» **Quoted text**:
***
Grouping Data

Understanding Data Grouping

Grouping lets you divide data into logical sets so that you can perform aggregate calculations on each group.

Creating Groups

Groups are created using the GROUP BY clause in your SELECT statement. The best way to understand this is to look at an example:

SELECT vend_id, COUNT(*) AS num_prods
FROM Products
GROUP BY vend_id;

The above SELECT statement specifies two columns, _vendid, which contains the ID of a product’s vendor, and _numprods, which is a calculated field (created using the COUNT(*) function). The GROUP BY clause instructs the DBMS to sort the data and group it by vend_id. This causes num_prods to be calculated once per vend_id rather than once for the entire table. As you can see in the output, vendor BRS01 has 3 products listed, vendor DLL01 has 4 products listed, and vendor FNG01 has 2 products listed.

Because you used GROUP BY, you did not have to specify each group to be evaluated and calculated. That was done automatically. The GROUP BY clause instructs the DBMS to group the data and then perform the aggregate on each group rather than on the entire result set.

Filtering Groups

In addition to being able to group data using GROUP BY, SQL also allows you to filter which groups to include and which to exclude. The HAVING clause is used, it works similar to the WHERE keyword but for groups.

Look at the following example:

SELECT cust_id, COUNT(*) AS orders
FROM Orders
GROUP BY cust_id
HAVING COUNT(*) >= 2;

The first three lines of this SELECT statement are similar to the statements seen above. The final line adds a HAVING clause that filters on those groups with a _COUNT(*) >= 2_—two or more orders.

As you can see, a WHERE clause does not work here because the filtering is based on the group aggregate value, not on the values of specific rows.

The Difference Between HAVING and WHERE

Here’s another way to look it: WHERE filters before data is grouped, and HAVING filters after data is grouped. This is an important distinction; rows that are eliminated by a WHERE clause will not be included in the group. This could change the calculated values which in turn could affect which groups are filtered based on the use of those values in the HAVING clause.
***
Excerpts of pointing data:
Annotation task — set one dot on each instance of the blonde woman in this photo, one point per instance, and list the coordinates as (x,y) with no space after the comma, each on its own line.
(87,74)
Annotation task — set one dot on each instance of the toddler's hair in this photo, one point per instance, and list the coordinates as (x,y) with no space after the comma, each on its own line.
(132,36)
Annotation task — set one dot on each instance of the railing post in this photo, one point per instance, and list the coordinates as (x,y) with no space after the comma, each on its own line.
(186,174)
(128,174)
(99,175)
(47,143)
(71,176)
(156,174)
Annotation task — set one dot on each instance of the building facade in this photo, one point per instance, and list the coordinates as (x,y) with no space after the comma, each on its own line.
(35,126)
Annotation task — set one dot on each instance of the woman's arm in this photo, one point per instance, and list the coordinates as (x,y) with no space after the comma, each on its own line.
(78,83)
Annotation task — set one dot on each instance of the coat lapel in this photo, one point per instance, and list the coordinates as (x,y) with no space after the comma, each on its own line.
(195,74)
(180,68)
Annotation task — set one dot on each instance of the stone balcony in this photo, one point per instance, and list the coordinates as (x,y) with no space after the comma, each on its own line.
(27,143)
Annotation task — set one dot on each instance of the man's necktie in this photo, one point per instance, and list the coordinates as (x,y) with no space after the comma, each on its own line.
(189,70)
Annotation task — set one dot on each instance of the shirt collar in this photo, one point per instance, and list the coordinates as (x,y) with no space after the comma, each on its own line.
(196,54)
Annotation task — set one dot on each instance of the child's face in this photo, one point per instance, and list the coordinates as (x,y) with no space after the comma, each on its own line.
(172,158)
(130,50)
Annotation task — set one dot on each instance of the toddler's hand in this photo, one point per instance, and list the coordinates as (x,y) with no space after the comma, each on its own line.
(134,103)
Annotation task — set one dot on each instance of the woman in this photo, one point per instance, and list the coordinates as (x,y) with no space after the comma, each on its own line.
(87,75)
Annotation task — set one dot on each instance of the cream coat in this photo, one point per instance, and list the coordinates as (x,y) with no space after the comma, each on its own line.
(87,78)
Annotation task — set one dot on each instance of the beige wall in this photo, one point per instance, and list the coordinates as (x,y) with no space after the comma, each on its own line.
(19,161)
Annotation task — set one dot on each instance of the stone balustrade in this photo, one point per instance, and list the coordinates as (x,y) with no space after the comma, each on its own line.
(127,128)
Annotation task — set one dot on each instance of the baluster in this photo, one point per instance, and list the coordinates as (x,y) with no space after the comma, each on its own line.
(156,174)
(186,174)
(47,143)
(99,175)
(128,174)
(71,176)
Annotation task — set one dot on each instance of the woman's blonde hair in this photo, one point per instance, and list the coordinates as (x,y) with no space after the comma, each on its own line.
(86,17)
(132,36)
***
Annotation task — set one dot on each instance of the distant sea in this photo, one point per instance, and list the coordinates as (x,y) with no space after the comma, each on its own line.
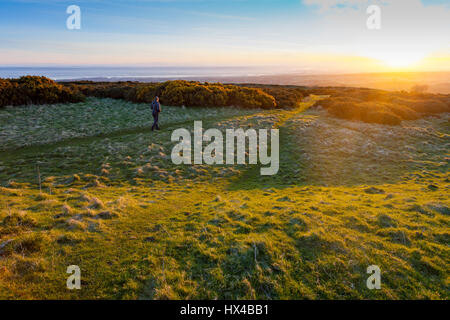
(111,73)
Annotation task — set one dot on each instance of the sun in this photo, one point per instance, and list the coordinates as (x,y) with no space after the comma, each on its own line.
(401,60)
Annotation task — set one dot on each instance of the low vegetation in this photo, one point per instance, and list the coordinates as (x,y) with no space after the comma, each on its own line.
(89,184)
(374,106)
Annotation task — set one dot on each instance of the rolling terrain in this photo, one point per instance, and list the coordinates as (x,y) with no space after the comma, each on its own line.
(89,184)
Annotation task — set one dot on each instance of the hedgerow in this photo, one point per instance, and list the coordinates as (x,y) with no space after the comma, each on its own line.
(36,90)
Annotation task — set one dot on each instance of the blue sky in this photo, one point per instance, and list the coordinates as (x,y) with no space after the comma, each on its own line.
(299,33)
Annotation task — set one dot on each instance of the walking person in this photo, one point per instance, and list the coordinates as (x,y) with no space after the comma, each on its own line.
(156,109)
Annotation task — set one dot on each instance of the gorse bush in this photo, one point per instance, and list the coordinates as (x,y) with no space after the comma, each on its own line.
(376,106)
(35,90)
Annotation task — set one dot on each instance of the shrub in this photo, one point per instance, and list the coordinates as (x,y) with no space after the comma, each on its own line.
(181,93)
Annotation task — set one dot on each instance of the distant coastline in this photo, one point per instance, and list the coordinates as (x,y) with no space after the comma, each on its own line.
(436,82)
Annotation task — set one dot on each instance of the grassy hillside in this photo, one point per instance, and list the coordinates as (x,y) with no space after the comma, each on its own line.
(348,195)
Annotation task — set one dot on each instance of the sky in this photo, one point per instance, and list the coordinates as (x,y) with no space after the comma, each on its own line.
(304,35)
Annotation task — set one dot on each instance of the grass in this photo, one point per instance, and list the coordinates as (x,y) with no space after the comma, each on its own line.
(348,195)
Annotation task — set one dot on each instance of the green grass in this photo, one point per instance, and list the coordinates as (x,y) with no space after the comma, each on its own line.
***
» **Stated exercise 1**: Decide whether each statement agrees with the text on grouping data, answering yes or no and quoting the words that settle it: (a) The HAVING clause filters after data is grouped. (b) In the example output, vendor DLL01 has 3 products listed. (c) Rows eliminated by a WHERE clause are still included in the group.
» **Stated exercise 2**: Rewrite part of the records as a Markdown table with the columns Number and Record line, skipping blank lines. Begin at the line that has "instance of the sky" and stop after the line that has "of the green".
The text on grouping data and the records have nothing to do with each other.

» **Complete output 1**:
(a) Yes: "HAVING filters after data is grouped"
(b) No: "vendor DLL01 has 4 products listed"
(c) No: "rows that are eliminated by a WHERE clause will not be included in the group"

» **Complete output 2**:
| Number | Record line |
|---|---|
| 1 | Annotation task — set one dot on each instance of the sky in this photo, one point per instance, and list the coordinates as (x,y) with no space after the comma, each on its own line. |
| 2 | (304,35) |
| 3 | Annotation task — set one dot on each instance of the grass in this photo, one point per instance, and list the coordinates as (x,y) with no space after the comma, each on its own line. |
| 4 | (348,195) |
| 5 | Annotation task — set one dot on each instance of the green grass in this photo, one point per instance, and list the coordinates as (x,y) with no space after the comma, each on its own line. |